Texte de la page:
====

Sucetà corsa di l’avvene

Les défis à relever

Le débat sur la « communauté de destin » comme perspective d’avenir pour le peuple corse est réactivé par un courant identitaire actif, relançant un serpent de mer que le nationalisme corse pensait avoir écarté depuis les années 80, celui de l’ethnicisme. Il s’agit là d’une impasse politique et sociétale. Le destin du peuple corse ne peut se concevoir avec le fantasme d’une machine à remonter le temps. C’est vers l’avenir qu’il faut regarder.

 

Le constat que l’on peut partager est celui de la défaillance des politiques publiques en vigueur pour construire l’avenir de l’identité corse. Les politiques éducatives et culturelles sont largement dépourvues de l’efficacité requise pour relever le défi de l’avenir d’une langue corse menacée dans son espace naturel. Et la dépossession foncière liée à la spéculation s’attaque au lien à la terre qui est à ce jour le principe le plus actif du sentiment d’appartenance au peuple corse.

Ces deux axes sont clairement les axes prioritaires. Chaque Corse, « d’origine ou d’adoption » selon les termes de la délibération historique de l’Assemblée de Corse de 1988, doit pouvoir inscrire son projet d’avenir dans un lien effectif avec la terre où il vit, et il doit avoir un accès généralisé à la culture et à la langue corses, pour lui-même et pour ses enfants.

 

Sommes-nous encore capables de fabriquer des Corses ?

====

Lignes fournies:
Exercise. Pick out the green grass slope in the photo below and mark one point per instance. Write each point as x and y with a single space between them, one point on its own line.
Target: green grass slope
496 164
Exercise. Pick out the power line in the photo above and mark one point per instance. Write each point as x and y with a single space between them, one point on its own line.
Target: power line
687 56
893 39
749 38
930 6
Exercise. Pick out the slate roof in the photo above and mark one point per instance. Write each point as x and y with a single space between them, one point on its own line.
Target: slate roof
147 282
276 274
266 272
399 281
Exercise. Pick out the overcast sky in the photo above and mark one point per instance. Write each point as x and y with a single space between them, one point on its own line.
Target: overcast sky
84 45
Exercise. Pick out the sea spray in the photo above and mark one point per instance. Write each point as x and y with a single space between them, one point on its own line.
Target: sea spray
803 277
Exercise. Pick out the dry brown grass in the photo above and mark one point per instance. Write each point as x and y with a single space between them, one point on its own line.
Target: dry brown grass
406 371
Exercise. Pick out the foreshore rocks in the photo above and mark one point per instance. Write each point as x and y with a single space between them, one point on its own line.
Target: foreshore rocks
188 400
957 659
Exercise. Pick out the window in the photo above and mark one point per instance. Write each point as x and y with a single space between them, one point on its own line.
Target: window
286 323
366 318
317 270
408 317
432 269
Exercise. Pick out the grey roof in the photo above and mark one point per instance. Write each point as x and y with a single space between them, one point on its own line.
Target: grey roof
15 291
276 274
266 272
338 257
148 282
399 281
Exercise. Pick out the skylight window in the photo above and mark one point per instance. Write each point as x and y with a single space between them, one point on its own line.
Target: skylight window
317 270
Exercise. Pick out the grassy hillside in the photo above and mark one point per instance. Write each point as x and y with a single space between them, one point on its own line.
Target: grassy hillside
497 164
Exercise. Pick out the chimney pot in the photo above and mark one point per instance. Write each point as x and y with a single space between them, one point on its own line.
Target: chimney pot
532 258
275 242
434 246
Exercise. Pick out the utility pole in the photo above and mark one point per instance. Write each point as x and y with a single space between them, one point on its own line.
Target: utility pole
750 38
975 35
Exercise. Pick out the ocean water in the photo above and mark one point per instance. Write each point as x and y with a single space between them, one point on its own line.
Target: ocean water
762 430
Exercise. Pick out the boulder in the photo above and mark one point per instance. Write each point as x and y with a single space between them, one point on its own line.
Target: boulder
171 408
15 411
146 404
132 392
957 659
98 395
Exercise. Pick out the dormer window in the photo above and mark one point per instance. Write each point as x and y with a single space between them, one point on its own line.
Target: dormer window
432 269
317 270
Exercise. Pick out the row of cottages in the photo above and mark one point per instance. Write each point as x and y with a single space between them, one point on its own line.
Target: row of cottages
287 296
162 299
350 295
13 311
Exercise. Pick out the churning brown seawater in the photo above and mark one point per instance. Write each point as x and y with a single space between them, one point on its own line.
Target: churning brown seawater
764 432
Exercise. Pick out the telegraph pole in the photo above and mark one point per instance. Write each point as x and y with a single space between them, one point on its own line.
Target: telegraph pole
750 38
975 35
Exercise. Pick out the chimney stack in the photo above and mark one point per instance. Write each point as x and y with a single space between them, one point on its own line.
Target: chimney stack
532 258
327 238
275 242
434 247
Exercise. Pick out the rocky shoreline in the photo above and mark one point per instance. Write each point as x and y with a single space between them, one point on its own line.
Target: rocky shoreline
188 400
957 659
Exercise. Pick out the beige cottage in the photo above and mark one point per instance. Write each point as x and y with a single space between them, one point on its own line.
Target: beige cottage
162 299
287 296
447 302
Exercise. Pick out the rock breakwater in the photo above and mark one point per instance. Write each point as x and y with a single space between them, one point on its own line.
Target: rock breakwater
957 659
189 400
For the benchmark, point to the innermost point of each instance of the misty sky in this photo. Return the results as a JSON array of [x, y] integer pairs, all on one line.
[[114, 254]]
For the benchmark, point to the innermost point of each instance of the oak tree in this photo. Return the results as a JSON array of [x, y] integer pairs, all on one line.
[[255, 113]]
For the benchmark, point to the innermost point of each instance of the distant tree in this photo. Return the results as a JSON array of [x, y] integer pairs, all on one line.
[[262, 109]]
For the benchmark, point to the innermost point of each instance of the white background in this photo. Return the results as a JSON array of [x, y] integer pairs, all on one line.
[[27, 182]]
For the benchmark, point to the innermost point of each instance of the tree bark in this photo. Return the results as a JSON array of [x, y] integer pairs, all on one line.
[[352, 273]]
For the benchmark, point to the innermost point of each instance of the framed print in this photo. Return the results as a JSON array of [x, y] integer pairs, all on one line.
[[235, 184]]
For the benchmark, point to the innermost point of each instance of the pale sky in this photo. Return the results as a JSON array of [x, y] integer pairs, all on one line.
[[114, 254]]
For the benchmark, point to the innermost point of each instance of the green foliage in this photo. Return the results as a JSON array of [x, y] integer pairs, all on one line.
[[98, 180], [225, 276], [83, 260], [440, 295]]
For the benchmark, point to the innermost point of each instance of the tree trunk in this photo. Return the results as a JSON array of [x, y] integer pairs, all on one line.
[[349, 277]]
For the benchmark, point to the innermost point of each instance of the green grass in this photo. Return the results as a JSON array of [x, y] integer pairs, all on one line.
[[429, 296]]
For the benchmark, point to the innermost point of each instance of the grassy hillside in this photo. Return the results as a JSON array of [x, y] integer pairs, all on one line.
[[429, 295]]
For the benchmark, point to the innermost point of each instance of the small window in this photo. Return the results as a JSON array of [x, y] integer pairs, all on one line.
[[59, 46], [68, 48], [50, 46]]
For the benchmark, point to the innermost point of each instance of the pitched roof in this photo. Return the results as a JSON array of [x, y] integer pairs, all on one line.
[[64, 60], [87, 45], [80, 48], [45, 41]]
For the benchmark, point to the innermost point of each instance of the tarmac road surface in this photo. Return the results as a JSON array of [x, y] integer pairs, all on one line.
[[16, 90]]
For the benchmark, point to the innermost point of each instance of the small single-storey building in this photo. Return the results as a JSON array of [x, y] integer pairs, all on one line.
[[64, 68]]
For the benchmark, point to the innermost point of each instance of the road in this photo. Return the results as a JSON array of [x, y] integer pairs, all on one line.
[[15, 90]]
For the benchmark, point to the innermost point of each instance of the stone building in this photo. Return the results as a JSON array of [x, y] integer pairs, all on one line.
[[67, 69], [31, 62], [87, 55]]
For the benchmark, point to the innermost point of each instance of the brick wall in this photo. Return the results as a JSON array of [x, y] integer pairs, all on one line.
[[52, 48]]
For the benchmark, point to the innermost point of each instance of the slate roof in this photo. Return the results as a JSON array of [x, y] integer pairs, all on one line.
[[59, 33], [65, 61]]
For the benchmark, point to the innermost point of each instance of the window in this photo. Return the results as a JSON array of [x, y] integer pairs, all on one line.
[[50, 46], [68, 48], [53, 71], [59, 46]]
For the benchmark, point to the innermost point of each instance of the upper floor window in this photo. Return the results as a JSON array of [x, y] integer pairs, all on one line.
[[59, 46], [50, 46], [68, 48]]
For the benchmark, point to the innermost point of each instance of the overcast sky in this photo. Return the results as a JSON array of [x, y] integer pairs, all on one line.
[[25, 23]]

====

Tâches à réaliser:
1. Reproduisez le passage du texte sur la société corse qui commence par « Le constat que » et se termine par « pour ses enfants. ».
2. D'après le texte sur la société corse, en quelle année l'Assemblée de Corse a-t-elle adopté la délibération qui évoque les Corses « d'origine ou d'adoption » ?
3. Reprenez le texte sur la société corse après sa dernière phrase et poursuivez-le.
Les lignes constituent un matériau à part, distinct du texte sur la société corse.

Réponses par tâche:
1.
Le constat que l’on peut partager est celui de la défaillance des politiques publiques en vigueur pour construire l’avenir de l’identité corse. Les politiques éducatives et culturelles sont largement dépourvues de l’efficacité requise pour relever le défi de l’avenir d’une langue corse menacée dans son espace naturel. Et la dépossession foncière liée à la spéculation s’attaque au lien à la terre qui est à ce jour le principe le plus actif du sentiment d’appartenance au peuple corse.

Ces deux axes sont clairement les axes prioritaires. Chaque Corse, « d’origine ou d’adoption » selon les termes de la délibération historique de l’Assemblée de Corse de 1988, doit pouvoir inscrire son projet d’avenir dans un lien effectif avec la terre où il vit, et il doit avoir un accès généralisé à la culture et à la langue corses, pour lui-même et pour ses enfants.

2. Elle l'a adoptée en 1988.

3.
Dans le contexte des années 60, la réponse positive était évidente dans un contexte démographique épuisé par l’exil mais resté profondément imprégné de culture corse. Aujourd’hui la population a doublé dans une île qui connaît un développement économique objectif, mais leurs petits-enfants ou arrière-petits-enfants ne bénéficient plus que très rarement de la transmission familiale et villageoise. La diaspora qui vient soutenir l’essor démographique insulaire, et qui pourrait et devrait le faire encore davantage si une politique publique structurée à son endroit était mise en place, est encore plus coupée de ses racines identitaires. Le besoin de corsisation est général, que l’on soit Corse d’origine ou Corse d’adoption.

Existe-t-il des politiques qui permettent d’atteindre cet objectif ? La réponse est donnée par des situations comparables en Europe. Là où une volonté existe, et là où les politiques publiques sont adaptées à travers des autonomies reconnues, des résultats très significatifs sont atteints.

L’exemple de la Flandre, comme celui de la minorité germanophone de Belgique (100.000 habitants à peine), sont des exemples où la langue liée à une identité autrefois combattue a retrouvé tout son espace. Il leur faut souvent résister âprement, comme le font les flamands aux abords de Bruxelles ou au contact de la frontière française. Mais la Belgique est devenue en deux générations une sorte de Suisse où cohabitent des espaces linguistiques totalement distincts. Cette évolution a été obtenue par des mesures fortes dans l’école, dans les services publics, dans la politique de l’emploi. Ce que leur permet l’autonomie dont ils bénéficient au sein d’une Belgique autrefois dominée par les francophones. Un indicateur permet d’évaluer la réussite de ces politiques : un immigré établi en Flandre finit par vite parler flamand même s’il est francophone à l’origine, marocain ou tunisien par exemple.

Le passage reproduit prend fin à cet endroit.